▸ TEXT PROVIDED:
Content starts
Security Has a Visibility Problem in the Age of AI

AI-enabled attacks are no longer theoretical. In 2025, state-sponsored threat actors demonstrated the ability to run offensive cyber operations with a high degree of autonomy, using AI systems to coordinate reconnaissance, exploit development, credential harvesting, data classification, and persistence across dozens of targets in parallel. Human operators intervened only at a handful of strategic decision points. That capability shift matters more than the specific tools involved.

Traditional security stacks already struggle to detect patient, human-led intrusions. Advanced attackers don’t smash and grab. They establish a foothold, then dwell quietly inside infrastructure for months or years, hiding in places most monitoring tools can’t see. Now add AI to the offense: Attacks that mutate in real time. Parallel operations across dozens of environments. Reconnaissance and exploitation running continuously at machine speed.

If your defenses strain to keep up with disciplined human adversaries, how do they hold up against operations that never sleep, never fatigue, and never investigate one alert at a time?

The Fundamental Flaw Nobody Talks About

Anomaly detection isn't a catch all.

Your EDR agent monitors endpoints. Laptops, servers, workstations. Things that run operating systems where you can install agents. Your SIEM collects logs. But only from systems that generate logs in formats it understands and can access. Your XDR correlates across multiple data sources. But only the data sources it has access to.
Content ends
▸ AVAILABLE DATA:
Content starts
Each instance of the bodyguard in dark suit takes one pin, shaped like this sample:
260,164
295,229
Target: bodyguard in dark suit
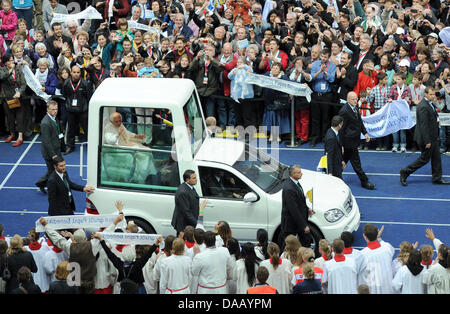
294,211
60,198
350,137
333,148
52,141
186,203
426,136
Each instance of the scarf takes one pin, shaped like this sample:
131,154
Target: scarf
41,77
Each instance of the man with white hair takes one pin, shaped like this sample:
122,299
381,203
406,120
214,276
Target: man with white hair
117,134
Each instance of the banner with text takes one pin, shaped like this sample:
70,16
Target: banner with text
90,13
129,238
79,222
391,118
288,87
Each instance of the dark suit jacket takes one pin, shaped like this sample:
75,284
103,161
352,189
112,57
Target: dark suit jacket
427,127
51,143
333,149
350,134
294,212
186,208
59,202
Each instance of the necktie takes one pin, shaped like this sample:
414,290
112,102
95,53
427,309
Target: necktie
300,187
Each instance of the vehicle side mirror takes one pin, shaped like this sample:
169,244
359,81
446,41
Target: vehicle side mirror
250,197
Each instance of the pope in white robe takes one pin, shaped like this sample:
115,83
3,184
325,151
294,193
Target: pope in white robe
212,267
340,275
176,274
115,133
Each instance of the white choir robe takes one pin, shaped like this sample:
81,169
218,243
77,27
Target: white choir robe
379,268
406,283
437,279
231,283
52,260
40,277
106,271
176,274
240,275
279,278
150,284
212,267
156,274
360,262
340,275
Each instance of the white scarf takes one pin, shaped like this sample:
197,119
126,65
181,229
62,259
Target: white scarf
41,77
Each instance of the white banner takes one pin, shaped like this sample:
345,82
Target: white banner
Content ends
▸ TASK: Edit the passage of the text on AI and security visibility starting with "The Fundamental Flaw" and going on through "has access to.", replacing every "logs" with "events".

▸ SOLUTION:
The Fundamental Flaw Nobody Talks About

Anomaly detection isn't a catch all.

Your EDR agent monitors endpoints. Laptops, servers, workstations. Things that run operating systems where you can install agents. Your SIEM collects events. But only from systems that generate events in formats it understands and can access. Your XDR correlates across multiple data sources. But only the data sources it has access to.